同时,本步骤中,由于相邻的视频图像之间的差异往往较小,因此,按照图像时序依次确定的方式,可以使得每次要跟踪的图像的差异较小,进而一定程度上可以使得基于跟踪算法能够准确的跟踪到对应的区域,提高确定效果。
综上所述,本公开实施例提供的图像处理方法,可以先提取待处理视频中的至少一帧基准视频图像,其中,基准视频图像的数量小于待处理视频中包含的视频图像的数量,接着,根据基准视频图像中任意像素点与其周边背景的对比,对至少一帧基准视频图像进行区域识别,以确定每帧基准视频图像中的第一目标区域,最后,对于每帧基准视频图像关联的其他视频图像,按照每帧其他视频图像的图像时序,基于预设的图像跟踪算法,确定其他视频图像的前一帧视频图像中的第一目标区域或第二目标区域在其他视频图像中对应的区域,得到其他视频图像中的第二目标区域。本公开实施例中,仅需根据基准视频图像中任意像素点与其周边背景的对比,对待处理视频中的部分基准视频图像进行区域识别,其他视频图像中的第二目标区域可以基于这些基准视频图像中的第一目标区域进行确定,这样,由于无需根据视频图像中任意像素点与其周边背景的对比,对所有视频图像均进行区域识别,因此,一定程度上可以降低确定各个视频图像中显著区域所耗费的计算资源及时间,提高确定效率。

• _所附数据_
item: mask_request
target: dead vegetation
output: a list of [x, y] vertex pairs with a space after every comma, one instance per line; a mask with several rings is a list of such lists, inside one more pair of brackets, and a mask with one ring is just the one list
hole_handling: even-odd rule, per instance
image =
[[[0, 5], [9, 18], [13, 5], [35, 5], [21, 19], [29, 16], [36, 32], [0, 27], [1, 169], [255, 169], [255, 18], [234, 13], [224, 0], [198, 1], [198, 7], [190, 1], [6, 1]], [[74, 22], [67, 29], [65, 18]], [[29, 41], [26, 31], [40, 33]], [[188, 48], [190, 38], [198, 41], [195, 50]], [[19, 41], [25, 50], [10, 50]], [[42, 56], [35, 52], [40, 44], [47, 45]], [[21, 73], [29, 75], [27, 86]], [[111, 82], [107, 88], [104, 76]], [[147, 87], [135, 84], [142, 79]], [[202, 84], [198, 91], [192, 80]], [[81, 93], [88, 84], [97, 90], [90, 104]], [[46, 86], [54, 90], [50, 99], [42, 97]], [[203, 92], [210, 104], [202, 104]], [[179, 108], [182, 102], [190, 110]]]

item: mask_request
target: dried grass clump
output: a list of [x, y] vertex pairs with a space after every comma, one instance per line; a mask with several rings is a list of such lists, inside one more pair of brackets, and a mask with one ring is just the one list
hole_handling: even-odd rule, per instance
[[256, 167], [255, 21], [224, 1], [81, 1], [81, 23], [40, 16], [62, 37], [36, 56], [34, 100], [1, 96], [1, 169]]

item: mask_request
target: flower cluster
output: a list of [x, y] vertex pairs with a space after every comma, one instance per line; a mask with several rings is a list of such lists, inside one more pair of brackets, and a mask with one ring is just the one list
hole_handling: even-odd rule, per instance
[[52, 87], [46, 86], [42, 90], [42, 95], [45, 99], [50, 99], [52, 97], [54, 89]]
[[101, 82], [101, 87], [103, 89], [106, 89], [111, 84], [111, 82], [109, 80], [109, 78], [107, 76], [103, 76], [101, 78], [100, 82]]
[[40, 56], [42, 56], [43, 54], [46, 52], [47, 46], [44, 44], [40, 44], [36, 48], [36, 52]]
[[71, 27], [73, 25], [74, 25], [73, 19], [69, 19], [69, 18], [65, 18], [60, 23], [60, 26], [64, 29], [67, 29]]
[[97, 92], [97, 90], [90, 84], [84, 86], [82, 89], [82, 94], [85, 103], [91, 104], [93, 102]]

• _任务说明_
(a) 判断下列三项陈述是否与这段关于图像处理方法的文字相符。每项回答“是”或“否”，并原文引出起决定作用的词句。(i) 基准视频图像的数量少于待处理视频中包含的视频图像的数量。(ii) 该方法需要根据像素点与周边背景的对比，对所有视频图像进行区域识别。(iii) 相邻视频图像之间的差异往往较大。
(b) 将这段关于图像处理方法的文字中的一部分一字不差地重新写出：从含有“同时,本步骤中,由于相邻的视”的词句开始，到“算资源及时间,提高确定效率。”为止。

• _依次作答_
(a)
(i) 是。“基准视频图像的数量小于待处理视频中包含的视频图像的数量”
(ii) 否。“无需根据视频图像中任意像素点与其周边背景的对比,对所有视频图像均进行区域识别”
(iii) 否。“由于相邻的视频图像之间的差异往往较小”

(b)
同时,本步骤中,由于相邻的视频图像之间的差异往往较小,因此,按照图像时序依次确定的方式,可以使得每次要跟踪的图像的差异较小,进而一定程度上可以使得基于跟踪算法能够准确的跟踪到对应的区域,提高确定效果。
综上所述,本公开实施例提供的图像处理方法,可以先提取待处理视频中的至少一帧基准视频图像,其中,基准视频图像的数量小于待处理视频中包含的视频图像的数量,接着,根据基准视频图像中任意像素点与其周边背景的对比,对至少一帧基准视频图像进行区域识别,以确定每帧基准视频图像中的第一目标区域,最后,对于每帧基准视频图像关联的其他视频图像,按照每帧其他视频图像的图像时序,基于预设的图像跟踪算法,确定其他视频图像的前一帧视频图像中的第一目标区域或第二目标区域在其他视频图像中对应的区域,得到其他视频图像中的第二目标区域。本公开实施例中,仅需根据基准视频图像中任意像素点与其周边背景的对比,对待处理视频中的部分基准视频图像进行区域识别,其他视频图像中的第二目标区域可以基于这些基准视频图像中的第一目标区域进行确定,这样,由于无需根据视频图像中任意像素点与其周边背景的对比,对所有视频图像均进行区域识别,因此,一定程度上可以降低确定各个视频图像中显著区域所耗费的计算资源及时间,提高确定效率。